- **What to produce**
Can you output every one of the entries below verbatim, leaving out the pictures that come with them?

------------------------------------

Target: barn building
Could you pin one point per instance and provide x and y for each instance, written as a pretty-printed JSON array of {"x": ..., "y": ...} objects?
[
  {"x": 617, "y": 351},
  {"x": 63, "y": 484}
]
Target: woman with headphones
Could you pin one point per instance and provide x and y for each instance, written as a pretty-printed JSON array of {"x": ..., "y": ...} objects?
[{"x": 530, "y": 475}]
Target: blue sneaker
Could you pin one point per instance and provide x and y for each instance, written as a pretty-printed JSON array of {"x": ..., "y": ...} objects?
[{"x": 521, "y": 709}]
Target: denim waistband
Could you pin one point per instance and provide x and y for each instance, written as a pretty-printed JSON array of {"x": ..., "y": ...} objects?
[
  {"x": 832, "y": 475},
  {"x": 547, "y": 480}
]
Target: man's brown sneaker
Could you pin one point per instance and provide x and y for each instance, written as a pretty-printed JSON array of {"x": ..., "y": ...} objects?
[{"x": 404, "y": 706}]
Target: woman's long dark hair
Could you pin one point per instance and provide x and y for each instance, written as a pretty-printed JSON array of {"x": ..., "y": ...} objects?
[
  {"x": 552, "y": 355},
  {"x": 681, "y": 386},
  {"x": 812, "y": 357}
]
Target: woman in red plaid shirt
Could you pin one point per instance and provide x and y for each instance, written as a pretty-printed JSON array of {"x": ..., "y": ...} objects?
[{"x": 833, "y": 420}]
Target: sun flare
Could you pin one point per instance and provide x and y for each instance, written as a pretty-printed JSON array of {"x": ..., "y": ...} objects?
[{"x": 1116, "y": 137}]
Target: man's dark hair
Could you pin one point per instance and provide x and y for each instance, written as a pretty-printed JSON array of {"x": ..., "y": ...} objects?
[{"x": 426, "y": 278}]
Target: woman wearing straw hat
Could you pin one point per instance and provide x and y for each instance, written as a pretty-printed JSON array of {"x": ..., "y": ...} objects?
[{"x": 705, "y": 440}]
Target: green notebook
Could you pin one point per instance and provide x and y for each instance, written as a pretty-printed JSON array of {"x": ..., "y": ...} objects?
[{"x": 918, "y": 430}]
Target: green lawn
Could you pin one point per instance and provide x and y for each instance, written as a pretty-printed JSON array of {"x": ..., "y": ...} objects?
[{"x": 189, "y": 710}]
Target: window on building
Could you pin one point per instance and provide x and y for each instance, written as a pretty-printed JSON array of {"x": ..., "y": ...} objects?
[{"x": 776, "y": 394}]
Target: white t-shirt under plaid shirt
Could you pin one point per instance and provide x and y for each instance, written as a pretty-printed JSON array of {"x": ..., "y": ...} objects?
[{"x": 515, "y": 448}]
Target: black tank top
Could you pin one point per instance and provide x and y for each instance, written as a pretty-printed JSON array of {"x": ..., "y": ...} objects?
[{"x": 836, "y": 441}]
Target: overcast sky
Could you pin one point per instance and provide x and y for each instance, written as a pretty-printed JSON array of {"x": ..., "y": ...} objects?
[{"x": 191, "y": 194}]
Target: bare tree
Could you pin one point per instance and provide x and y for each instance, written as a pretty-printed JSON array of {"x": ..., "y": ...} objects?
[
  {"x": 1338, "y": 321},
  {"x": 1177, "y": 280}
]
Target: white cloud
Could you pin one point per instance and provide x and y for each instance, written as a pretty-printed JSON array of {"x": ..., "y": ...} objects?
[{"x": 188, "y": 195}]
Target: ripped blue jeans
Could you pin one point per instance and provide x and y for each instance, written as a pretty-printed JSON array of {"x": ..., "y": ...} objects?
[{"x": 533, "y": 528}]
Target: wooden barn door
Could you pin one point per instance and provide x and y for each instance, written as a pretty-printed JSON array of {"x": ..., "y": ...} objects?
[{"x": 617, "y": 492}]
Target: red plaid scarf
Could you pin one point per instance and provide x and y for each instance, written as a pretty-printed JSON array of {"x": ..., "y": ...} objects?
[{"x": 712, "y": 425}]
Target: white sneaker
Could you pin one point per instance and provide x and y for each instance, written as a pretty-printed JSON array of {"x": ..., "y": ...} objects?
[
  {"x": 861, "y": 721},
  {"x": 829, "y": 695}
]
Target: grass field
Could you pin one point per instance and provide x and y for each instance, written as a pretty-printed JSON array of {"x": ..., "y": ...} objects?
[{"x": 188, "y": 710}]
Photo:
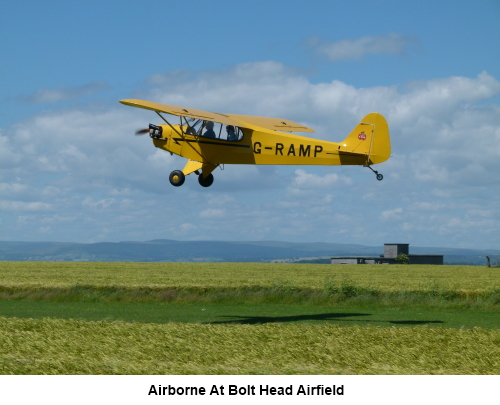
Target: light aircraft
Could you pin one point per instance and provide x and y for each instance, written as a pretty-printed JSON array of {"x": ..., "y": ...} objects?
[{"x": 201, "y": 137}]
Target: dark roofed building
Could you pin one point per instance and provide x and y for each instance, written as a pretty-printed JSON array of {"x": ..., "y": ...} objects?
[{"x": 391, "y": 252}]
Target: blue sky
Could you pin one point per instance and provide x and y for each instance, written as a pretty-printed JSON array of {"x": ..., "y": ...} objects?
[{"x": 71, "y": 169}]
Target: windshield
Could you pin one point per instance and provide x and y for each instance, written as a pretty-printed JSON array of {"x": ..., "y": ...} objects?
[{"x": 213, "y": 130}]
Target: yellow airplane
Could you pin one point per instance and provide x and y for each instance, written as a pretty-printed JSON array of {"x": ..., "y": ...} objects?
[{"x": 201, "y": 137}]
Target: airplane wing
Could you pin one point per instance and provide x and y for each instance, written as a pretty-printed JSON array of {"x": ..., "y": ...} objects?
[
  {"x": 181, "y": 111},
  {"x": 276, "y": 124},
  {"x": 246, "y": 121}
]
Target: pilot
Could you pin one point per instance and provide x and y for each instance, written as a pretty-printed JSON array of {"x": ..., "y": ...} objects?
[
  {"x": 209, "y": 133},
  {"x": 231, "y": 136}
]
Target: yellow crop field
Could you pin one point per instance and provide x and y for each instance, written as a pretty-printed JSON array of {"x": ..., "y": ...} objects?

------------------------------------

- **Problem solution**
Target: barn building
Could you pin one point per instance and provide x and y for each instance, written as a pretty-printed JSON array of {"x": ..., "y": ...} objects?
[
  {"x": 617, "y": 351},
  {"x": 63, "y": 484}
]
Target: woman with headphones
Could you pin one point per instance and provide x and y for each instance, written as a pretty-printed JSON array of {"x": ..., "y": ...} objects?
[{"x": 530, "y": 475}]
Target: blue sneaker
Could you pin one point per instance and provide x and y for each instance, written as a pretty-printed JSON array of {"x": ..., "y": ...} objects?
[{"x": 521, "y": 709}]
Target: denim waistband
Could you pin one point per instance and provide x and y for each instance, written as a pretty-printed JSON array of {"x": ..., "y": ...} objects?
[
  {"x": 832, "y": 475},
  {"x": 547, "y": 480}
]
Target: man's brown sneaker
Could you pin one point per instance and provide x and y for each instance, written as a pretty-printed JSON array of {"x": ..., "y": ...} objects?
[{"x": 404, "y": 706}]
Target: woman's long dark hair
Could you pin one point per instance and provide x and y for each instance, written as a pretty-printed JSON array of {"x": ..., "y": ...} objects?
[
  {"x": 552, "y": 355},
  {"x": 681, "y": 386},
  {"x": 812, "y": 357}
]
Target: woman in red plaid shirt
Could you pin one point per instance and provide x and y for each instance, written as a pretty-printed JSON array of {"x": ..., "y": ...} objects?
[{"x": 833, "y": 420}]
Target: sun flare
Could you pin one point per instance and provide x and y for each instance, written as a pretty-printed JSON array of {"x": ..., "y": ...} objects?
[{"x": 1116, "y": 137}]
Target: man's dark hair
Could you pin one point per instance and provide x and y for each instance, written as a pretty-printed JSON array of {"x": ..., "y": ...} objects?
[{"x": 426, "y": 278}]
Target: woman wearing straw hat
Could you pin one point per instance and provide x and y for each instance, written as a pretty-printed JSON array of {"x": ..., "y": ...} objects?
[{"x": 705, "y": 440}]
Target: green notebook
Could you pin one point per instance and provide x and y for each instance, written as a pretty-printed JSON array of {"x": ..., "y": ...} objects?
[{"x": 918, "y": 430}]
Target: green lawn
Could you pin one point per instance and provide x and y for each instance, written as a pretty-printed JSON array of {"x": ..., "y": ...} objects?
[{"x": 189, "y": 710}]
Target: window on building
Could you pin one point per instance and provide x and y for each instance, written as a pretty-printed JSON array of {"x": ..., "y": ...} objects?
[{"x": 776, "y": 394}]
Target: white t-shirt under plaid shirt
Could you pin one point per instance and provide x and y for each instance, written as a pretty-printed JSON array of {"x": ..., "y": ...} objects?
[{"x": 515, "y": 448}]
Target: black tank top
Could you pin one point per instance and provide x and y for each instance, written as a pretty-printed JSON array of {"x": ..., "y": ...} objects?
[{"x": 836, "y": 441}]
Target: overcast sky
Could you pin one point per instance and provide x and y for each instance, written as a pretty-printed JSON array of {"x": ..., "y": ...} objects?
[{"x": 191, "y": 194}]
Target: bare tree
Could you pin one point per instance and provide x and y for each instance, written as a pretty-printed JSON array of {"x": ..., "y": ...} objects?
[
  {"x": 1338, "y": 321},
  {"x": 1177, "y": 280}
]
Target: white cloud
Could you pin one point per instance and provide x and y for each instance, written as a pretty-printed JSON array of {"x": ..., "y": ...} objects?
[{"x": 188, "y": 195}]
Target: ripped blue jeans
Could you pin one point per instance and provide x and y for each instance, written as a pretty-printed JSON array of {"x": ..., "y": ...} objects?
[{"x": 533, "y": 528}]
Target: wooden barn door
Could you pin one point per instance and provide x and y for each instance, written as a pretty-printed JSON array of {"x": ..., "y": ...} objects?
[{"x": 617, "y": 492}]
Target: red plaid scarf
Could you pin one point per instance and provide x and y for each instance, written as a pretty-printed JSON array of {"x": ..., "y": ...} objects?
[{"x": 712, "y": 425}]
Target: white sneaker
Could you pin one point per instance and provide x and y for each instance, written as a pretty-printed JSON array of {"x": ..., "y": ...} objects?
[
  {"x": 861, "y": 721},
  {"x": 829, "y": 695}
]
Target: grass field
Could you pin one point per instance and provide x and y for each instance, written as a pretty-printed JSON array of {"x": ..., "y": ...} objects?
[{"x": 188, "y": 710}]
Photo:
Target: light aircraft
Could you pin one point per instance and provide x and y for each instance, written as a pretty-printed JSON array of {"x": ..., "y": ...} objects?
[{"x": 201, "y": 137}]
Target: dark roofed building
Could you pin one point per instance and provide x and y for each instance, written as a pretty-printed JSON array of {"x": ..., "y": ...} objects?
[{"x": 391, "y": 252}]
Target: blue sky
Could you pin one point per instance and provide x and y for each instance, written as a pretty-printed JSON array of {"x": ..., "y": ...} objects?
[{"x": 71, "y": 169}]
Target: windshield
Could you pin one point per instance and provide x and y for each instance, written as a pretty-printed JSON array of {"x": ..., "y": ...} objects?
[{"x": 213, "y": 130}]
Target: yellow airplane
Could you pin one point per instance and provide x and y for each instance, written as a pretty-printed JSON array of {"x": ..., "y": ...} objects?
[{"x": 201, "y": 137}]
Target: airplane wing
Could you pin one point per instance and provide x and y for each instance, written as a pretty-printed JSON array of {"x": ..., "y": ...} objects?
[
  {"x": 181, "y": 111},
  {"x": 276, "y": 124},
  {"x": 246, "y": 121}
]
Target: pilot
Could you pin one point per instance and provide x and y for each instance, written as a pretty-printed JSON array of {"x": ..., "y": ...} objects?
[
  {"x": 209, "y": 133},
  {"x": 231, "y": 136}
]
Target: yellow crop field
Could you pin one point per instance and provide x and y for each instance, written as a pretty-printed JSON array of {"x": ..., "y": ...} objects?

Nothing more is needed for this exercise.